▶ **How to complete this task**: Every line below that holds the string "taillight" should be copied.

(Stored data)

_ _ _

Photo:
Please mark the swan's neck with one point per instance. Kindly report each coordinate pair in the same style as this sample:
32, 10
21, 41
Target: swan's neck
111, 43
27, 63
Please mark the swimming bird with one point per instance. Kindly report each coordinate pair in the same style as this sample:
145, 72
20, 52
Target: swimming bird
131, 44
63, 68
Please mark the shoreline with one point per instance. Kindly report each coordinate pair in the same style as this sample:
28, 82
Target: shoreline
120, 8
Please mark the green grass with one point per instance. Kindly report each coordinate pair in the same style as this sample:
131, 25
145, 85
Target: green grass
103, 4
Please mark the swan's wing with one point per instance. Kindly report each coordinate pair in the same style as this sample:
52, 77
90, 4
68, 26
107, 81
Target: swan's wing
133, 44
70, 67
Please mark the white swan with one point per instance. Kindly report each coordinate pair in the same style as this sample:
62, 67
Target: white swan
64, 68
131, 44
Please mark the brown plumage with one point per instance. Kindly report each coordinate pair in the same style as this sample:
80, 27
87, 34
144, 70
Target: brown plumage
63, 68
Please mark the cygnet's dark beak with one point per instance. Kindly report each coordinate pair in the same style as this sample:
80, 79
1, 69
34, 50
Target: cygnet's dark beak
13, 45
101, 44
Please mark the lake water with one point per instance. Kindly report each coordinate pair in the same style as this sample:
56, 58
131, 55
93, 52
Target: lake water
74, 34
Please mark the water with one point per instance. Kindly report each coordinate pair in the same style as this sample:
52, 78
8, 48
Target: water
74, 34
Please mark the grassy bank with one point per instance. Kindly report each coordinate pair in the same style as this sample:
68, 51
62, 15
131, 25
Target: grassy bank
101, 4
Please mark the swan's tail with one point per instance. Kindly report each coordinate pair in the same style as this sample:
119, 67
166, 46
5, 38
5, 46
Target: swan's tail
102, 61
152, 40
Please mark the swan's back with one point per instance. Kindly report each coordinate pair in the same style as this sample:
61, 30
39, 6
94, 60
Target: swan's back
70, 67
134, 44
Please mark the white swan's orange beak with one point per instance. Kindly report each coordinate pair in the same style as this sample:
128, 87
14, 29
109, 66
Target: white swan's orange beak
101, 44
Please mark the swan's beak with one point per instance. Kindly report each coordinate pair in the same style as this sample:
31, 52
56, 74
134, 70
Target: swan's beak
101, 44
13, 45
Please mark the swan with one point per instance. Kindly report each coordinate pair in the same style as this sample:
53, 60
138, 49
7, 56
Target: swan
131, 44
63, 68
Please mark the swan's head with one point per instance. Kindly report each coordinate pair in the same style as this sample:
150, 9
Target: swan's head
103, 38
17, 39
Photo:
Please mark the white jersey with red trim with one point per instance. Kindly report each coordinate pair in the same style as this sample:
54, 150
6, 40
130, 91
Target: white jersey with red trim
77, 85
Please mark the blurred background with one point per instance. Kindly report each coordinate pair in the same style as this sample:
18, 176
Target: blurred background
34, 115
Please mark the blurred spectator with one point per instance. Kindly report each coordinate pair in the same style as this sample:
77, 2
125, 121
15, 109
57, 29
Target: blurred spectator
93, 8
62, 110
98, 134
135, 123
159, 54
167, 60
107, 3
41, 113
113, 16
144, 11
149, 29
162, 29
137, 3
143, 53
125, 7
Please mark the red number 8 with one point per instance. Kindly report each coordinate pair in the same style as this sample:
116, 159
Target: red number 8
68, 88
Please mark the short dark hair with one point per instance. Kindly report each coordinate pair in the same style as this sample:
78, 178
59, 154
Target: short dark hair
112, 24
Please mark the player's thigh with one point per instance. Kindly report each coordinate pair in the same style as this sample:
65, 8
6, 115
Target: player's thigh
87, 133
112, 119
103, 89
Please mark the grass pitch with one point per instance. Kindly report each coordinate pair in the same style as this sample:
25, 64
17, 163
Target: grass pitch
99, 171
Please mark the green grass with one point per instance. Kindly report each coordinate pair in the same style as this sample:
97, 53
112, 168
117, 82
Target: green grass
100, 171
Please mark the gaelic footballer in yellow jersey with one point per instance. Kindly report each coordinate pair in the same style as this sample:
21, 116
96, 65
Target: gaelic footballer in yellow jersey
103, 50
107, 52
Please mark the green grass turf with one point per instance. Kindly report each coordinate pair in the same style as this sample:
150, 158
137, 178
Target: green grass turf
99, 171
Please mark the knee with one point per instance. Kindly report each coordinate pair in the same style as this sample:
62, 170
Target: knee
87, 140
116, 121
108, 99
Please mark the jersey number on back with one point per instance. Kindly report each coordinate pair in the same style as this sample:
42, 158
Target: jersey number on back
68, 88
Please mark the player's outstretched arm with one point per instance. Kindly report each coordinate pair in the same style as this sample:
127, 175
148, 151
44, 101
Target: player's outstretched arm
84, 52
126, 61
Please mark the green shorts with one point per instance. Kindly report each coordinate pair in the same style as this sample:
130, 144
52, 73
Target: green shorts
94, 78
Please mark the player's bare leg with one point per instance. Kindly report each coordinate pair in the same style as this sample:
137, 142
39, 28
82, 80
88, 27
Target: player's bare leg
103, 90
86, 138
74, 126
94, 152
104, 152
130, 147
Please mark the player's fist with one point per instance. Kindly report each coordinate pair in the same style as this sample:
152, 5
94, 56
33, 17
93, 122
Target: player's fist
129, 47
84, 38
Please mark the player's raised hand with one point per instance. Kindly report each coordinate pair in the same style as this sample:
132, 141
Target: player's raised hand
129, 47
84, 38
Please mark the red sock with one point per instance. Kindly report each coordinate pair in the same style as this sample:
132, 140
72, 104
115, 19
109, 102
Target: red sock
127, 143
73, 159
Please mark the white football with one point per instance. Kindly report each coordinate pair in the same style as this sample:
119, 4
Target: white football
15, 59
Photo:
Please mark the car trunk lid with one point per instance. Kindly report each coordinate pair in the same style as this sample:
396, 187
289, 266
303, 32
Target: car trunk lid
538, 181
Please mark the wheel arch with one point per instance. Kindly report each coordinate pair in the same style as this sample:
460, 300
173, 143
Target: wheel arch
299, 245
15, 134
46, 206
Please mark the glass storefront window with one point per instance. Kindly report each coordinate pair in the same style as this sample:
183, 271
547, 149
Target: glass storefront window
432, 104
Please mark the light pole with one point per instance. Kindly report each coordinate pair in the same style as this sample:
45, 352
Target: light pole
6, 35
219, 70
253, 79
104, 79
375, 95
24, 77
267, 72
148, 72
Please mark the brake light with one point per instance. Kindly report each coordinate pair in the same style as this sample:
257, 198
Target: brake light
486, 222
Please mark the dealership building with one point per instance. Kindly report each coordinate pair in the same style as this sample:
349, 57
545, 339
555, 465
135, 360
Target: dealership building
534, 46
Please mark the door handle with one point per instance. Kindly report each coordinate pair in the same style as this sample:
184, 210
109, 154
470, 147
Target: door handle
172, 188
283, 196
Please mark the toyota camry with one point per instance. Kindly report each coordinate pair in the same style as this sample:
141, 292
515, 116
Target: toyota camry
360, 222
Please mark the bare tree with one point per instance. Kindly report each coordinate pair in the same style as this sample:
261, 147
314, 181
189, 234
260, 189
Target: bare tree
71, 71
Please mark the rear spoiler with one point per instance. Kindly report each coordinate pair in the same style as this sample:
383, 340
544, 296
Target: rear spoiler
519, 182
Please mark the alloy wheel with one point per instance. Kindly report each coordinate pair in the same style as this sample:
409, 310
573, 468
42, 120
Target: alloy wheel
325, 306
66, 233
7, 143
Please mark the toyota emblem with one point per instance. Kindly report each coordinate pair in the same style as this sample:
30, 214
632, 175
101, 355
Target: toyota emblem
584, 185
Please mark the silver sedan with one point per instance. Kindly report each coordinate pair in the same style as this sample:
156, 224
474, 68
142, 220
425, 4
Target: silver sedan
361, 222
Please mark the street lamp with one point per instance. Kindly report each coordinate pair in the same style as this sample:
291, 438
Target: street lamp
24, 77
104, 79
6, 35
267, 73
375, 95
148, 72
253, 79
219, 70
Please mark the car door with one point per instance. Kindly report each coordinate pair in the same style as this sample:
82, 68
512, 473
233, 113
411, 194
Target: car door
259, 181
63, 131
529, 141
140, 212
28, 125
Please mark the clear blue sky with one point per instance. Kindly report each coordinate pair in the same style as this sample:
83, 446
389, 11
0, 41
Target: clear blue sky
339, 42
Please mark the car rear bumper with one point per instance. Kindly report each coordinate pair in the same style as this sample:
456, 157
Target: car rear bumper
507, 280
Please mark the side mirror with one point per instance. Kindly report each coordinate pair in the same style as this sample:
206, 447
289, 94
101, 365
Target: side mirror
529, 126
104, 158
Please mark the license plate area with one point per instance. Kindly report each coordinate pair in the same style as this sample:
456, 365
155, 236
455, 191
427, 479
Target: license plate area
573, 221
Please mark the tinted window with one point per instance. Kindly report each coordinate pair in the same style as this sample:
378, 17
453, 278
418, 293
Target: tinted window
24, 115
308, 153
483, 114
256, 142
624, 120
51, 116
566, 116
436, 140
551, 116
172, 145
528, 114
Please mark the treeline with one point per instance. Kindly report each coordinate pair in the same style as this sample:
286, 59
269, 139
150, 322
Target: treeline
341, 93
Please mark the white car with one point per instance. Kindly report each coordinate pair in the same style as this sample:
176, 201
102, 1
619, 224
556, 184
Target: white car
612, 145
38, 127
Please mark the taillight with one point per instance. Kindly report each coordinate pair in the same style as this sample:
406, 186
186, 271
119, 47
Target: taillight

_ _ _

▶ **Answer to the problem**:
Please mark the taillight with one point per instance. Kindly report each coordinate pair in the same style as this sample:
Target: taillight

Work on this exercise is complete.